Exercise instructions:
(1) Reproduce the film review between "Sunny Deol as" and "of art/artist etc.", inclusive, renaming "investigating officer" to "police inspector" wherever it appears.
(2) Using the film review, answer yes or no to each statement and quote the words that decide it: (a) the review says the screenplay could have been crisper; (b) the review calls the plot of 'Chup' unpredictable; (c) Sunny Deol plays the serial killer.

Excerpt:
New Delhi: 'Chup' starring Sunny Deol, Dulquer Salmaan, Shreya Dhanwanthary, and Pooja Bhatt is a well-cooked thriller. The R Balki film is slightly stretchy, artsy in pace and horror-inducing enough to make any serious film critic think twice before penning down a review.

'Chup' has a predictable plot, follows the three-act structure, has the Marquezian whodunit element ( of the killer being introduced from the very beginning and then the backstory of how, what, when) with a Guru Dutt dressing. 

'Chup' is very well-written in terms of the dialogues. It also has a preachy tone to it, given it is a meta-comment on the process of filmmaking and reviewing; though not so much on filmmaking, and how to do the critiquing right.

The screenplay, however, despite its many layers and coinciding storylines which are attempting to connect all dots, could have been crisper. Then again, with the sprinkling and interlacing of archival footage from 'Pyaasa' and 'Kaagaz Ke Phool', inspiring shots from them, music and lyrics from legends like Sahir Ludhianvi and SD Burman intersected with the modern contemporary scene, is a difficult task. And, to achieve the tonality right by doing all of this could be the reason why the screenplay of 'Chup' feels a little overwhelming and confused.

Sunny Deol as investigating officer, of the gruesome killings of film critics by a serial killer who recognizes himself as the 'critics' critic', delivers a well-intentioned performance. A mentionable moment is when he justifies 'the ridiculous idealism of the youth' in the name/ passion of all the young people who are in the Army or the police force. It's like Balki is indirectly and almost intentionally putting those words in an actor like Sunny Deol's mouth, considering the kind of roles he has done throughout his career.

Likewise, 'Chup' is filled with these many passing intelligent, clever references, meta-comment on film, the art of critiquing, the nature of art/artist etc.

(Entries for pointing and labeling)

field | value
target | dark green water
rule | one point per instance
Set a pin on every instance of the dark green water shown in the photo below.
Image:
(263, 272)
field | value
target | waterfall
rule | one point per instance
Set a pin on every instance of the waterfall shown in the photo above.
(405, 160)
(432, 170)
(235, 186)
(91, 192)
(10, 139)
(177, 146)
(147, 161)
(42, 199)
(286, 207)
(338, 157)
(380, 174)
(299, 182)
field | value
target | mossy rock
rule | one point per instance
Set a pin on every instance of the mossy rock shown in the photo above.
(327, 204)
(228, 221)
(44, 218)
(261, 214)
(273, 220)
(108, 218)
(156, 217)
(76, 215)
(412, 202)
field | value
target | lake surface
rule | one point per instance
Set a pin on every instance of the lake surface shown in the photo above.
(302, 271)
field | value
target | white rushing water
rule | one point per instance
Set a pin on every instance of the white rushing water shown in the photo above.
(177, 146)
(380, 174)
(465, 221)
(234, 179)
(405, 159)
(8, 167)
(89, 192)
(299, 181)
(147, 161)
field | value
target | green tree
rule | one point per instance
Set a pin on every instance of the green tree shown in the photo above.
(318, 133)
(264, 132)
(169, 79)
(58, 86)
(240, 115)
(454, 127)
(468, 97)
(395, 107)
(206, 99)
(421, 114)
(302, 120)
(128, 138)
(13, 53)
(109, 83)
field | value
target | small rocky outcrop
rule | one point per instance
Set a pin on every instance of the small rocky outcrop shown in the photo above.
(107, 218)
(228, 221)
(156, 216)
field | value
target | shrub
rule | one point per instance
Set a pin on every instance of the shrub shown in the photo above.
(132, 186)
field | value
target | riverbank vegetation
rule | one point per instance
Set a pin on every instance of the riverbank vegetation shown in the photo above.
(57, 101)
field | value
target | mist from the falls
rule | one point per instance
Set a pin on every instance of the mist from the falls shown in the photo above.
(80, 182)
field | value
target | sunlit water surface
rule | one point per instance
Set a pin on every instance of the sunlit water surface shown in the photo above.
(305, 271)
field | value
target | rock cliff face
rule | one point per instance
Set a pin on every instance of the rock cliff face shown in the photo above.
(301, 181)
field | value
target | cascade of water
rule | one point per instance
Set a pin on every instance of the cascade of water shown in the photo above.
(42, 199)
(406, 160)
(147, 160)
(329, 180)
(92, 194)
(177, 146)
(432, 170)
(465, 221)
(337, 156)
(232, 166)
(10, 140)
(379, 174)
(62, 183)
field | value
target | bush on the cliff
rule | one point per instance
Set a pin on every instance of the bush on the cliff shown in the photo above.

Answers in order:
(1)
Sunny Deol as police inspector, of the gruesome killings of film critics by a serial killer who recognizes himself as the 'critics' critic', delivers a well-intentioned performance. A mentionable moment is when he justifies 'the ridiculous idealism of the youth' in the name/ passion of all the young people who are in the Army or the police force. It's like Balki is indirectly and almost intentionally putting those words in an actor like Sunny Deol's mouth, considering the kind of roles he has done throughout his career.

Likewise, 'Chup' is filled with these many passing intelligent, clever references, meta-comment on film, the art of critiquing, the nature of art/artist etc.

(2)
(a) Yes: "could have been crisper."
(b) No: "'Chup' has a predictable plot"
(c) No: "Sunny Deol as investigating officer"